■ Given instruction 1
Could you give the stretch from "for item in" through "up_to=tag_aux.string.find('-')" of the code for scraping the HTML file again, switching "tag_aux" to "sibling_tag"?

■ Extract provided

Although the HTML file provides us with a wealth of data, the format isn't very tractable when it comes to automating any process requiring such high-level information. This code scraps data from the HTML file, and returns a simple .csv file named "**Summary**":

- **Summary**

 | Column name | Type of variable | Number of values | Kind of measurement | Coding used | Cardinality |
 | --- | --- | --- |--- | --- | --- |
 | 	'23-0.0' |	'Categorical (single)' | '456606' | 'Spirometry method'| '100270'  |'5' |

- **Meaning**

 | Column  | Signification/ Relevance | 
 | --- | --- | 
 |Column name |	Name used in the UKBB | 
 |Type of variable |	'Categorical (single)' , 'Integer' , 'Date' , 'Time'  ...|
 |Number of values |	Number of people on which the measurement was performed (related to the number of missing values for this measurement) |
 |Kind of measurement | Why is this column relevant in the UKBB?  |
 |Coding used|	A lot of measurements are encoded differently |
 |Cardinality| Number of similar questions (same number before the first "-" in "Column name") |

In [None]:
from bs4 import BeautifulSoup
url = "./ukb24899.html"      ##insert the pathname for the html file
page = open(url, encoding = "ISO-8859-1")
soup = BeautifulSoup(page.read())
import re
import csv

### Function to pull all the information from the HTML

In [None]:
def variable_type_opt(column_number):
    #Get the subtype in which the column is encoded in the UKbiobank
    #First, get the UID
    tag=soup.find('td', style="text-align: right;",text=re.compile(r'^(%s)$'%column_number))
    if  tag.next_sibling!=None and tag.next_sibling.a!=None:
         tag_aux=tag.next_sibling
    else:
        tags=soup.find_all('td', style="text-align: right;",text=re.compile(r'^(%s)$'%column_number))
        for item in tags:
              if item.next_sibling!=None and item.next_sibling.a!=None:
                    tag_aux=item.next_sibling
                    break 
   #the first numbers before the "-" are unique to the tag we are then looking for. They all pertain to the same subtype
    up_to=tag_aux.string.find('-')

■ Given instruction 2
Can you rewrite the rows below as a Markdown table with the columns Number and Row line, one line per table row, skipping blank lines and leaving the pictures out?

■ Provided material
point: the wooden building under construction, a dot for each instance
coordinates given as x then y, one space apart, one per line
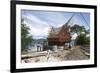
59 36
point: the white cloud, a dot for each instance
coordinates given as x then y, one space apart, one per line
38 28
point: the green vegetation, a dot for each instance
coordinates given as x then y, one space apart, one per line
82 40
78 29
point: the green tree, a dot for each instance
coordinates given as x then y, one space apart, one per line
26 38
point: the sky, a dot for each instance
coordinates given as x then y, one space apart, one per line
40 22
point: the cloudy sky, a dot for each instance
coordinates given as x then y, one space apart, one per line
39 22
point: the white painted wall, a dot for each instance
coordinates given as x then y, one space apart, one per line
5 37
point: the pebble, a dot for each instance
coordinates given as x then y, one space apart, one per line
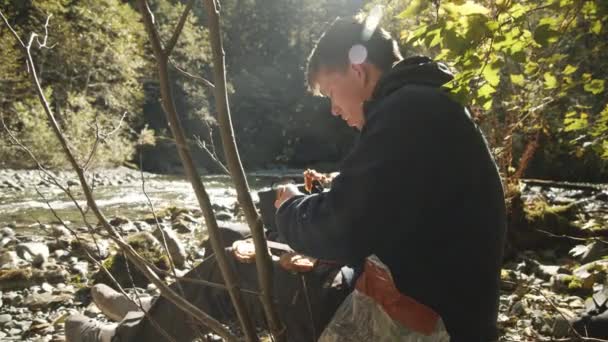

■ Final result 1
for item in tags:
              if item.next_sibling!=None and item.next_sibling.a!=None:
                    sibling_tag=item.next_sibling
                    break 
   #the first numbers before the "-" are unique to the tag we are then looking for. They all pertain to the same subtype
    up_to=sibling_tag.string.find('-')

■ Final result 2
| Number | Row line |
|---|---|
| 1 | point: the wooden building under construction, a dot for each instance |
| 2 | coordinates given as x then y, one space apart, one per line |
| 3 | 59 36 |
| 4 | point: the white cloud, a dot for each instance |
| 5 | coordinates given as x then y, one space apart, one per line |
| 6 | 38 28 |
| 7 | point: the green vegetation, a dot for each instance |
| 8 | coordinates given as x then y, one space apart, one per line |
| 9 | 82 40 |
| 10 | 78 29 |
| 11 | point: the green tree, a dot for each instance |
| 12 | coordinates given as x then y, one space apart, one per line |
| 13 | 26 38 |
| 14 | point: the sky, a dot for each instance |
| 15 | coordinates given as x then y, one space apart, one per line |
| 16 | 40 22 |
| 17 | point: the cloudy sky, a dot for each instance |
| 18 | coordinates given as x then y, one space apart, one per line |
| 19 | 39 22 |
| 20 | point: the white painted wall, a dot for each instance |
| 21 | coordinates given as x then y, one space apart, one per line |
| 22 | 5 37 |
| 23 | point: the pebble, a dot for each instance |
| 24 | coordinates given as x then y, one space apart, one per line |